-- RECORD EXTRACTS --

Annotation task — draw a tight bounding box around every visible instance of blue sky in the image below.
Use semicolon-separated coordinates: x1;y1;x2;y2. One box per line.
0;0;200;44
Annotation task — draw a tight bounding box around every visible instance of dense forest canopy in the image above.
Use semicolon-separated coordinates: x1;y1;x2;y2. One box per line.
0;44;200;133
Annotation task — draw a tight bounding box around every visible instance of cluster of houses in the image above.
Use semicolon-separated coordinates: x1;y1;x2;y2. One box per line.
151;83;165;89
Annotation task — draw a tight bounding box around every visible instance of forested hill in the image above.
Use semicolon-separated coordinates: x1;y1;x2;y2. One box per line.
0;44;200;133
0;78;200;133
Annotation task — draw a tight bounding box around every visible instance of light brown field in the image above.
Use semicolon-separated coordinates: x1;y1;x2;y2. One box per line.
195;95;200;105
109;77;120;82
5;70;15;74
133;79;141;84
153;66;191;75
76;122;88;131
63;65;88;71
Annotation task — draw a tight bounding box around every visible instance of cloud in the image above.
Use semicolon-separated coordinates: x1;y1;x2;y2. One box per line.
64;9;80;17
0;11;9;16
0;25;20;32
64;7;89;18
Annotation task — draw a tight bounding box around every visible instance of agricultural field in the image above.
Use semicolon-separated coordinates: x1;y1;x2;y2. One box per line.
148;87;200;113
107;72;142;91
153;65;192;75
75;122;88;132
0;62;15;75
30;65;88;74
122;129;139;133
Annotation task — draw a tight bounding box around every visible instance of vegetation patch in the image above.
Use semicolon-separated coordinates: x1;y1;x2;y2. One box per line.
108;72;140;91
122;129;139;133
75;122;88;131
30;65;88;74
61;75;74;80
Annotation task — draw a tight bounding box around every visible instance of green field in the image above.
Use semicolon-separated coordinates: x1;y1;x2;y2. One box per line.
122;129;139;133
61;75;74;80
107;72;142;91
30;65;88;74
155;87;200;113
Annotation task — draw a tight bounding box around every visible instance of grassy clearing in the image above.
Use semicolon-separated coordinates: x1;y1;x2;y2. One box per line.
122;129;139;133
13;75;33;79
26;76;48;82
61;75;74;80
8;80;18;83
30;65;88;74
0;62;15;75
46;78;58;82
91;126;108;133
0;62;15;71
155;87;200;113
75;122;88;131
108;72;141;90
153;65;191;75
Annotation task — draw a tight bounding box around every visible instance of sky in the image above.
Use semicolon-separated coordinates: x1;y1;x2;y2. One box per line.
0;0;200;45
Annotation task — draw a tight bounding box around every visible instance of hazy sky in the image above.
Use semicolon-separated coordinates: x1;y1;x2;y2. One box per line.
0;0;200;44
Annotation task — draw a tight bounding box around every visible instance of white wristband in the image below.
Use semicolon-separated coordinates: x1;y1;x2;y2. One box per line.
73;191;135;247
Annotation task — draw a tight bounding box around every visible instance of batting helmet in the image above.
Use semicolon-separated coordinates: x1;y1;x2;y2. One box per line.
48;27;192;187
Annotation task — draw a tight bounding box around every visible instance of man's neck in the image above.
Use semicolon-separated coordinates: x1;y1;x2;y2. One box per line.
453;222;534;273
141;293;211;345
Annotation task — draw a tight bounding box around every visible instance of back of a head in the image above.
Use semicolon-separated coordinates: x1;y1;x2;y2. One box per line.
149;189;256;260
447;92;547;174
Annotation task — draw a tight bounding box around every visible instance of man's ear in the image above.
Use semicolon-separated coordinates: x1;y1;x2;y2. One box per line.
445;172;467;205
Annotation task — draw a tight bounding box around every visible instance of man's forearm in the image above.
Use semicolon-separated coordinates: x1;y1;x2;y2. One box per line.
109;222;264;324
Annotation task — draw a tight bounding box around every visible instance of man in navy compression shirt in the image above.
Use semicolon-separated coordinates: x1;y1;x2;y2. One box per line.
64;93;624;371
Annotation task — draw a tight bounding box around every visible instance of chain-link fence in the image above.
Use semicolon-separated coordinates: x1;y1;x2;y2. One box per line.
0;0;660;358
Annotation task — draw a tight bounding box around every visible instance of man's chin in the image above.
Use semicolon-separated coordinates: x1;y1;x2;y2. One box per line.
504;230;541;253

-- AIM --
Copy out every entry above word for word, keeping each line as it stands.

-- SOLUTION FOR THIS PROBLEM --
Annotation task — draw a tight bounding box around every visible instance of blue sky in the image below.
Use semicolon-separated coordinates: x1;y1;x2;y2. One box per line.
0;0;200;44
Annotation task — draw a tight bounding box around every visible instance of dense forest canopy in the image above.
Use semicolon-separated coordinates: x1;y1;x2;y2. One box per line.
0;44;200;133
Annotation task — draw a tight bounding box around every visible instance of cluster of houses in the image above.
Use semicolon-separated coordinates: x1;y1;x2;y2. One box per line.
151;83;165;89
Annotation task — draw a tight bounding box around every visible instance of forested hill in the image above.
Use semicolon-separated coordinates: x1;y1;x2;y2. One box per line.
0;44;200;133
0;78;200;133
Annotation task — draw a tight bounding box around every visible instance of light brown field in the image above.
Use semicolon-separated coordinates: x1;y1;x2;y2. One box per line.
195;95;200;105
109;77;120;82
5;70;15;74
133;79;141;84
153;66;191;75
76;122;88;131
63;65;88;71
Annotation task — draw a tight bounding box around every visible instance of cloud in the image above.
Use semicolon-separated coordinates: x1;y1;x2;y2. One box per line.
64;9;80;17
0;11;9;16
0;25;20;32
64;7;89;18
Annotation task — draw a tight bounding box around every visible instance of agricultural field in the image above.
Use semicolon-separated coordinates: x1;y1;x2;y2. One box per line.
148;87;200;113
107;72;142;91
153;65;192;75
75;122;88;132
0;62;15;75
30;65;88;74
122;129;139;133
Annotation task — draw a tight bounding box around every visible instance of vegetation patch in the image above.
Use semicolon-separated coordinates: x1;y1;x2;y2. One box per line.
108;72;140;91
122;129;139;133
75;122;88;131
30;65;88;74
61;75;74;80
Annotation task — draw a tight bounding box around every visible instance of green field in the image above.
Use semicolon-separated coordinates: x1;y1;x2;y2. One box per line.
122;129;139;133
61;75;74;80
107;72;142;91
30;65;88;74
155;87;200;113
Annotation task — draw a tight bounding box around every visible instance of grassy clearing in the image above.
Use semicolon-separated coordinates: x1;y1;x2;y2. One box per line.
122;129;139;133
13;75;33;79
26;76;48;82
61;75;74;80
8;80;18;83
30;65;88;74
0;62;15;75
46;78;58;82
91;126;108;133
0;62;15;71
155;87;200;113
75;122;88;131
108;72;141;90
153;65;191;75
Annotation task — draw a tight bounding box around every visible instance of sky in the image above.
Use semicolon-separated coordinates: x1;y1;x2;y2. One box per line.
0;0;200;45
Annotation task — draw a tight bounding box around every visible instance of hazy sky in the image above.
Use semicolon-separated coordinates: x1;y1;x2;y2. One box per line.
0;0;200;44
Annotation task — draw a tight bounding box around every visible instance of white wristband in the image below.
Use semicolon-separated coordinates: x1;y1;x2;y2. One box per line.
73;191;135;247
Annotation task — draw a tight bounding box around every visible instance of batting helmet in the image above.
Use semicolon-separated coordinates: x1;y1;x2;y2. One box per line.
48;27;192;187
Annotation task — draw a tight bounding box around every visible instance of man's neck in the image above.
Use semicolon-separated coordinates: x1;y1;x2;y2. One box per line.
453;222;534;273
141;293;211;345
Annotation task — draw a tight bounding box around every visible instance of back of a head in the image above.
Use semicolon-separated coordinates: x1;y1;x2;y2. One box per line.
149;189;256;260
447;92;547;174
Annotation task — draw a tight bounding box around every visible instance of man's ear in the image above.
Use semicolon-separated coordinates: x1;y1;x2;y2. One box per line.
445;172;467;205
Annotation task — draw a tight bounding box around every visible instance of man's forearm in the image above.
Use semicolon-separated coordinates: x1;y1;x2;y2. One box per line.
109;222;264;324
Annotation task — draw a tight bounding box around every visible instance of man in navy compression shirt in the image above.
Use semicolon-separated coordinates: x1;y1;x2;y2. One box per line.
64;93;624;371
Annotation task — draw a tight bounding box around every visible instance of chain-link fence in the image above.
Use semicolon-separated coordinates: x1;y1;x2;y2. One box per line.
0;0;660;358
Annotation task — draw a tight bounding box around every visible instance of man's chin in the image above.
Use semicolon-separated coordinates: x1;y1;x2;y2. One box per line.
504;230;541;253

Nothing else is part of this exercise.